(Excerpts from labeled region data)
▬▬▬▬▬▬

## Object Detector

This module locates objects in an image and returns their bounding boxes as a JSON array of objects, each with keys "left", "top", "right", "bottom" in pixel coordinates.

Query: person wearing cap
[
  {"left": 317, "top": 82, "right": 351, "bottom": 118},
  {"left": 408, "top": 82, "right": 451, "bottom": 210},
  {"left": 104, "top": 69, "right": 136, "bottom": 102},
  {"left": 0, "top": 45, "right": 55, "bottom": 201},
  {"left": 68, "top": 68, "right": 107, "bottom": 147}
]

▬▬▬▬▬▬

▶ _Written request_: Copy out every line of this listing verbatim.

▶ _Task answer_:
## Object Detector

This module locates objects in an image and returns their bounding boxes as a JSON array of objects, each with keys "left", "top", "right", "bottom" in pixel coordinates.

Query: person wearing cap
[
  {"left": 317, "top": 82, "right": 351, "bottom": 118},
  {"left": 408, "top": 82, "right": 451, "bottom": 210},
  {"left": 104, "top": 69, "right": 136, "bottom": 102},
  {"left": 0, "top": 45, "right": 55, "bottom": 201},
  {"left": 68, "top": 68, "right": 107, "bottom": 147}
]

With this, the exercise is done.